Pointing records:

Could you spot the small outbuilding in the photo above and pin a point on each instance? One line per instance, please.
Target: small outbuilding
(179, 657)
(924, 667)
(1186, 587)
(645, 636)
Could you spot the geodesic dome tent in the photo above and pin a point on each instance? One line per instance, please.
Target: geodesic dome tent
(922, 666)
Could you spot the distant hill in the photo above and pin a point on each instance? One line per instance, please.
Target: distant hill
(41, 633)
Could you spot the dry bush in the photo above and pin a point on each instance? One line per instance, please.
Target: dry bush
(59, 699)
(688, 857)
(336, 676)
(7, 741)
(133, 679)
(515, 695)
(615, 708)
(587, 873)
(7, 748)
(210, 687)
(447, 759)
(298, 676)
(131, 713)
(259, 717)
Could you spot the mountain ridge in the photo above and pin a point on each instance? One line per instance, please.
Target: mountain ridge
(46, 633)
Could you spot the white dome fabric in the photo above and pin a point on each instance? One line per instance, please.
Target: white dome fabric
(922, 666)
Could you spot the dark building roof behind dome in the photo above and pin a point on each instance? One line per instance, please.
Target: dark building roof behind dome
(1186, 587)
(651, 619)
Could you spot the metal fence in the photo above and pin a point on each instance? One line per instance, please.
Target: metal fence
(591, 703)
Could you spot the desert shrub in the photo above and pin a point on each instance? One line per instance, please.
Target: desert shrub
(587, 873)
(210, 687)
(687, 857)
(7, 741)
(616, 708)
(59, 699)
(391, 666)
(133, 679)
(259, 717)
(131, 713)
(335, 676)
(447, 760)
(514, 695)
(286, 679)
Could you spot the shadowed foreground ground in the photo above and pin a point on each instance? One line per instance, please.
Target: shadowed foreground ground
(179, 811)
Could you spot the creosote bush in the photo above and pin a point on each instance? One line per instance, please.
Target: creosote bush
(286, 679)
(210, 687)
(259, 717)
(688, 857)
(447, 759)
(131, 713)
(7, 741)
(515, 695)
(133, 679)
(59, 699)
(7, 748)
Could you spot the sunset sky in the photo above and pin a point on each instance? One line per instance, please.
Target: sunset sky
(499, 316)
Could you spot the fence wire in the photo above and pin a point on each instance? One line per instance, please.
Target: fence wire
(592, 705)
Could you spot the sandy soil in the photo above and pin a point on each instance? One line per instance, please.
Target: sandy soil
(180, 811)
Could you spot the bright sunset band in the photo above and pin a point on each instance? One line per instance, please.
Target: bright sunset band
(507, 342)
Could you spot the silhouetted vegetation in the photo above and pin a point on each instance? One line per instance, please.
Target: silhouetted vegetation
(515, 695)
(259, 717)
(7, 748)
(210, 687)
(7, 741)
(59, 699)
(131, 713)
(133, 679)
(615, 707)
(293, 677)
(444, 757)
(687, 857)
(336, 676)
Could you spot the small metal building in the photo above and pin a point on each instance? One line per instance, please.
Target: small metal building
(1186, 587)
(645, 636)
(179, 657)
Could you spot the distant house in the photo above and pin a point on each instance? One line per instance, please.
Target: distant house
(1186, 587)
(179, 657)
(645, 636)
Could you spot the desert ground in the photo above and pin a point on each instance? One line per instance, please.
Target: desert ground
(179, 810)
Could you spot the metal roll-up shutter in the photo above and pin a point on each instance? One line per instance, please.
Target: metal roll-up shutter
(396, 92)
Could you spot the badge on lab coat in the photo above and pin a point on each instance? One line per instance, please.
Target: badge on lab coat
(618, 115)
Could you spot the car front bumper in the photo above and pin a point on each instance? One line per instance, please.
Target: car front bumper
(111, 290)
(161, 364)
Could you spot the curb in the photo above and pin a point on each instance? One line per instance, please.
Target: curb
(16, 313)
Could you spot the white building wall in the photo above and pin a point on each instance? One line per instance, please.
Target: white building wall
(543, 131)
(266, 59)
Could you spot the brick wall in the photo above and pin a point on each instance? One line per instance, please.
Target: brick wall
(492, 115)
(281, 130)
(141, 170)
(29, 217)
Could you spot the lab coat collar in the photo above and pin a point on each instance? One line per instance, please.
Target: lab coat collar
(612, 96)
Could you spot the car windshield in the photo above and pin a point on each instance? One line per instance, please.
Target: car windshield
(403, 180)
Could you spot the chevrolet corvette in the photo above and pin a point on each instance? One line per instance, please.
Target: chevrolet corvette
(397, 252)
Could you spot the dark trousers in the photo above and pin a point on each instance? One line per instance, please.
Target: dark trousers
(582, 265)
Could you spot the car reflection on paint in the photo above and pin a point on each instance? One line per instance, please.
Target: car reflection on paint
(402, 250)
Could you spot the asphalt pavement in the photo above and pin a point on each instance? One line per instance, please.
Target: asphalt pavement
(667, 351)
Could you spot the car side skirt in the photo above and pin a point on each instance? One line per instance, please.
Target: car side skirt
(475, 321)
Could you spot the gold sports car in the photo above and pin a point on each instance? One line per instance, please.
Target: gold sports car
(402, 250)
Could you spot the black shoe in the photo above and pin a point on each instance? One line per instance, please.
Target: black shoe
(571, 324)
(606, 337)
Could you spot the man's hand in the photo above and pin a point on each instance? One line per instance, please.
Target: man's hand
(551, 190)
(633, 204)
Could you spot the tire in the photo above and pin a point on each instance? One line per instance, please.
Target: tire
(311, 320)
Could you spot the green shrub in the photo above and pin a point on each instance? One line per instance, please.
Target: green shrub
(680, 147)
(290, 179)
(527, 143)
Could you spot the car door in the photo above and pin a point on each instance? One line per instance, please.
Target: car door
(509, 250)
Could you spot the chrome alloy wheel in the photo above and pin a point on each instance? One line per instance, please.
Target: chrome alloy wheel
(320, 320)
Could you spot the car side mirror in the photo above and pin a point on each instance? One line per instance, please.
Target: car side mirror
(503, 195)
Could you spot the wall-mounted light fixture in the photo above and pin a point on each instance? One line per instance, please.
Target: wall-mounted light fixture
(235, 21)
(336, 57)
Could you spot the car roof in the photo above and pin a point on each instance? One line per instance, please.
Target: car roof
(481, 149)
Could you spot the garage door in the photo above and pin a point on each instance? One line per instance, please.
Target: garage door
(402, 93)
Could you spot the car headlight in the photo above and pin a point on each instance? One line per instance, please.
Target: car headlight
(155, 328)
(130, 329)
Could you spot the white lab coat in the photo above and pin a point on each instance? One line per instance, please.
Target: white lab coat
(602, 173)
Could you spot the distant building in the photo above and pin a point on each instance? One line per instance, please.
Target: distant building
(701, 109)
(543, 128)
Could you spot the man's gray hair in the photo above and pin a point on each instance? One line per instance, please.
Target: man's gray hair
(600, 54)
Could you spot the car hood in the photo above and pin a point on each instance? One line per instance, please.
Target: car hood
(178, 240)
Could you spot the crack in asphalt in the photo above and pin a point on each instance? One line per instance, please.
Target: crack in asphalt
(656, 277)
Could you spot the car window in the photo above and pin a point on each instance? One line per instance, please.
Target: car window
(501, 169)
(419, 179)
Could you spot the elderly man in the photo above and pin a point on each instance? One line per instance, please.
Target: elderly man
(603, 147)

### INSTRUCTIONS TO FOLLOW
Could you copy out all the lines above exactly as they appear?

### EXERCISE OUTPUT
Could you spot the small outbuilding in the photo above and pin a point on each instance? One line per instance, please.
Target: small outbuilding
(179, 657)
(924, 667)
(1186, 587)
(645, 636)
Could you spot the geodesic dome tent in the photo above and pin a point on each instance? One line per instance, please.
Target: geodesic dome tent
(922, 666)
Could you spot the distant hill in the photo above and pin a point on each instance? One line per instance, please.
Target: distant hill
(41, 633)
Could you spot the dry bush in the photo above and pin a point on each instance? One line per instance, please.
Target: dry bush
(59, 699)
(688, 857)
(336, 676)
(7, 741)
(133, 679)
(515, 695)
(615, 708)
(587, 873)
(7, 748)
(210, 687)
(447, 759)
(298, 676)
(131, 713)
(259, 717)
Could you spot the mountain ridge in the photo above and pin a point on each instance? One line per instance, please.
Target: mountain ridge
(46, 633)
Could you spot the white dome fabric in the photo above and pin a point on each instance? One line per instance, please.
Target: white dome fabric
(922, 666)
Could you spot the dark building roof behind dome in the photo above and pin a point on each instance? One line per instance, please.
Target: dark building roof behind dome
(1186, 587)
(651, 619)
Could you spot the metal fence in the photo above and pin a point on each instance? One line per instance, please.
Target: metal fence
(591, 703)
Could you spot the desert shrub in the photo above and pin a point on each instance? One line per instance, please.
Target: desert shrub
(587, 873)
(210, 687)
(687, 857)
(7, 741)
(616, 708)
(59, 699)
(391, 666)
(133, 679)
(259, 717)
(131, 713)
(335, 676)
(447, 760)
(514, 695)
(286, 679)
Could you spot the shadowed foreground ground in the photo above and pin a point on each instance? One line per instance, please.
Target: shadowed foreground ground
(179, 811)
Could you spot the creosote bush in the photo above and pin a point on each instance? One line per instance, please.
Target: creosote bush
(286, 679)
(210, 687)
(259, 717)
(688, 857)
(447, 759)
(131, 713)
(7, 741)
(515, 695)
(133, 679)
(59, 699)
(7, 748)
Could you spot the sunset sky in the photo above and pin a point on each instance? One line per instance, please.
Target: sunset sky
(499, 316)
Could you spot the fence wire in the photo above and pin a point on each instance? One line per instance, please.
Target: fence wire
(592, 705)
Could you spot the sandy soil in the photo above and pin a point on each instance? One line per instance, please.
Target: sandy soil
(180, 811)
Could you spot the bright sunset band in the photo above and pin a point on each instance? One line per instance, please.
Target: bright sunset band
(507, 342)
Could you spot the silhouetted vegetation in the photo above and pin a point on each instance? One line per instance, please.
Target: silhouetted vegetation
(515, 695)
(259, 717)
(7, 748)
(210, 687)
(7, 741)
(59, 699)
(131, 713)
(133, 679)
(615, 707)
(293, 677)
(444, 757)
(687, 857)
(336, 676)
Could you spot the small metal building in the photo above and pin a point on each instance? One line per instance, please.
Target: small metal building
(1186, 587)
(645, 636)
(179, 657)
Could you spot the distant house in the photo above and pin a point on each instance? One line per instance, please.
Target: distant house
(1186, 587)
(179, 657)
(645, 636)
Could you spot the desert ground in the photo above and pin a point on each instance? One line per instance, please.
Target: desert ground
(179, 810)
Could you spot the metal roll-up shutter in the photo above and pin a point on each instance? One line per instance, please.
Target: metal roll-up shutter
(396, 92)
Could you spot the badge on lab coat in the photo above and pin a point on each instance? One line per instance, please.
Target: badge on lab coat
(618, 115)
Could you spot the car front bumper in the photo above and pin a point on each instance? One line per instance, please.
Target: car front bumper
(111, 290)
(161, 364)
Could you spot the curb in the photo above and pin a point on each instance? One line per instance, please.
Target: curb
(16, 313)
Could you spot the white building wall in the photo above and pin a point on each instance? One line per instance, please.
Target: white building wall
(543, 131)
(266, 59)
Could you spot the brick wall in the photo above and pin a point on each instance? One line per instance, please.
Target: brick wall
(492, 115)
(281, 130)
(141, 170)
(29, 217)
Could you spot the lab coat collar in the photo above and pin a point on each instance? One line per instance, please.
Target: lab coat collar
(612, 96)
Could you spot the car windshield in the photo above and pin a point on each instance? One line per instance, please.
Target: car windshield
(403, 180)
Could you spot the chevrolet corvette in the photo above and pin a point on each instance? One line per instance, please.
Target: chevrolet corvette
(397, 252)
Could you spot the dark trousers in the photo above and pin a point on each instance? One line per instance, please.
Target: dark trousers
(582, 265)
Could you spot the car reflection on paint in the photo above and pin a point on each instance? One line per instance, please.
Target: car reflection on paint
(402, 250)
Could you spot the asphalt pavement in the photo above and pin a point on each instance? One line per instance, please.
Target: asphalt pavement
(667, 351)
Could you spot the car side skirt in the photo above and pin a point on each instance? One line per instance, please.
Target: car side skirt
(475, 321)
Could you spot the gold sports car in the photo above and pin a point on each instance? One line per instance, please.
Target: gold sports car
(402, 250)
Could you spot the black shoe in the photo above and pin a point on each instance? One line per instance, please.
Target: black shoe
(571, 324)
(606, 337)
Could you spot the man's hand in the photo above and pin a point on each instance? One line per instance, please.
Target: man's hand
(551, 190)
(633, 204)
Could you spot the tire in the photo above and pin a point on each instance? One line per instance, please.
Target: tire
(311, 320)
Could you spot the green shrub in the photo above and pin a point on each instance? One line per instance, please.
Target: green shrub
(680, 147)
(290, 179)
(527, 143)
Could you spot the car door in the photo above and pin a point on each instance? One line per instance, please.
Target: car door
(509, 250)
Could you spot the chrome alloy wheel in the photo above and pin a point on each instance? One line per instance, please.
Target: chrome alloy wheel
(320, 320)
Could you spot the car side mirror in the photo above and pin a point on each instance? One line per instance, please.
Target: car side mirror
(503, 195)
Could you spot the wall-mounted light fixture in the photo above and pin a point on each instance? One line per instance, please.
Target: wall-mounted light fixture
(235, 21)
(336, 57)
Could you spot the car roof in the photo above and pin a point on each instance? One line per instance, please.
Target: car roof
(481, 149)
Could you spot the garage door in the photo above and pin a point on each instance? One line per instance, please.
Target: garage door
(402, 93)
Could you spot the car headlight in the photo above and pin a point on each instance? One line per instance, please.
Target: car headlight
(155, 328)
(130, 329)
Could you spot the white lab coat in the photo above and pin a point on each instance? One line per instance, please.
Target: white lab coat
(602, 173)
Could you spot the distant building in the photo above and pin a point on each instance? One line per instance, please.
Target: distant building
(701, 109)
(543, 128)
Could you spot the man's gray hair in the photo above and pin a point on each instance? One line per instance, please.
Target: man's gray hair
(600, 54)
Could you spot the car hood in the photo above and pin a point on each instance? One line per instance, please.
Target: car hood
(178, 240)
Could you spot the crack in asphalt in the photo above and pin a point on each instance? One line per instance, please.
Target: crack in asphalt
(656, 277)
Could you spot the car window in the photo above and pin a point on each instance? One line per instance, please.
Target: car window
(501, 169)
(419, 179)
Could you spot the elderly man in the photo above and pin a point on each instance? One line per instance, please.
Target: elderly man
(603, 147)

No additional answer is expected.